» **Data in this exercise**
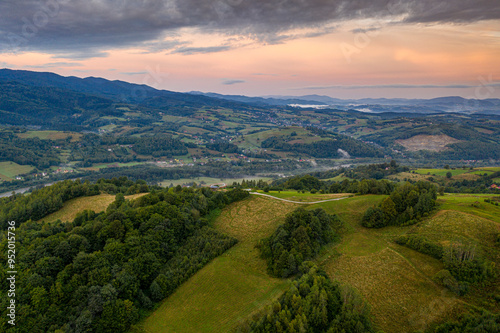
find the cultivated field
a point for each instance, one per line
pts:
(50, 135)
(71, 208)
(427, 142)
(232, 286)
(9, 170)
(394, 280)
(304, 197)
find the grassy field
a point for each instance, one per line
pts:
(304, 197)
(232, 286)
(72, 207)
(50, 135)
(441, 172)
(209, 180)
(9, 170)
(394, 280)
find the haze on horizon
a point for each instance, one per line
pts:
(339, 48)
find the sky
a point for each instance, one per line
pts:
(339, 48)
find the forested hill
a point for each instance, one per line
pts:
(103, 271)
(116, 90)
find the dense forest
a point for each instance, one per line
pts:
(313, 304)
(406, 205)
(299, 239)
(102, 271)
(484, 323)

* * *

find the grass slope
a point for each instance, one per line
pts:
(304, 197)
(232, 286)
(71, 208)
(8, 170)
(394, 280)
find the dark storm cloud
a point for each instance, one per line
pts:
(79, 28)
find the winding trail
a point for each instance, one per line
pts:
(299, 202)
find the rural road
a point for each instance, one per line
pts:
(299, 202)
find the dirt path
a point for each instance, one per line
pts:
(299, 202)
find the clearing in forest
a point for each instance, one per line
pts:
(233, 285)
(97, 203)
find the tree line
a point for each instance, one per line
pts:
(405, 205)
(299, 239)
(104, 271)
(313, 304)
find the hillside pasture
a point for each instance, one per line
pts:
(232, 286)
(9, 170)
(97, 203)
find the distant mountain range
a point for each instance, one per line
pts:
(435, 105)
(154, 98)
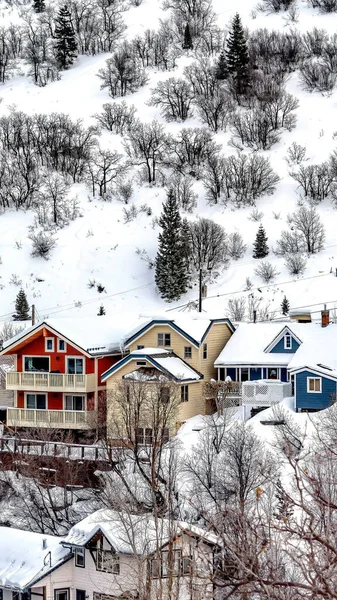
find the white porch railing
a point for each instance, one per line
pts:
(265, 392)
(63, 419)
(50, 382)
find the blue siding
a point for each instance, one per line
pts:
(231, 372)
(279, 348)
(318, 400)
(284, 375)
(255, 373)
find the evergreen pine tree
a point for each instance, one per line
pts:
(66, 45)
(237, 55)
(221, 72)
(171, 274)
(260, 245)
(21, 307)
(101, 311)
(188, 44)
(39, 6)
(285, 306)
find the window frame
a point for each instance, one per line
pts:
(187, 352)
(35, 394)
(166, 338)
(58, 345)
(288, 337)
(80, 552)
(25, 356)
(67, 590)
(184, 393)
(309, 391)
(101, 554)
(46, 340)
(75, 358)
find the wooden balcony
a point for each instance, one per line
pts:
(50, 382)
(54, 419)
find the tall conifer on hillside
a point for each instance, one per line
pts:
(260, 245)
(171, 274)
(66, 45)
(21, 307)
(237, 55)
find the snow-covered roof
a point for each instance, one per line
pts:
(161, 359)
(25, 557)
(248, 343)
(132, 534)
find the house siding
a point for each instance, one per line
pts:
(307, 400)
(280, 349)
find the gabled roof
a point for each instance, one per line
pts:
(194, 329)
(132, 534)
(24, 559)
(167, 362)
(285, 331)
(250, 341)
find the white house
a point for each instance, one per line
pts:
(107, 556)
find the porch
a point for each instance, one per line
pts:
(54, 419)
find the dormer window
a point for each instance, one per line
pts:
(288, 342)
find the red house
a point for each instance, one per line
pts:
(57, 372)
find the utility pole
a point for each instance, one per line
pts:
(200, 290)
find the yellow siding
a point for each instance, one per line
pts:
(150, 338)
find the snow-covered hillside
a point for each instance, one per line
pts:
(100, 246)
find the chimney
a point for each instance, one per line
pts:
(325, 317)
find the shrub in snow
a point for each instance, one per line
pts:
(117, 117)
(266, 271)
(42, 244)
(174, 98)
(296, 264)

» **Task instructions**
Report how many lines of the listing hold the word "field", with nothing but the number.

» **Exercise answer**
2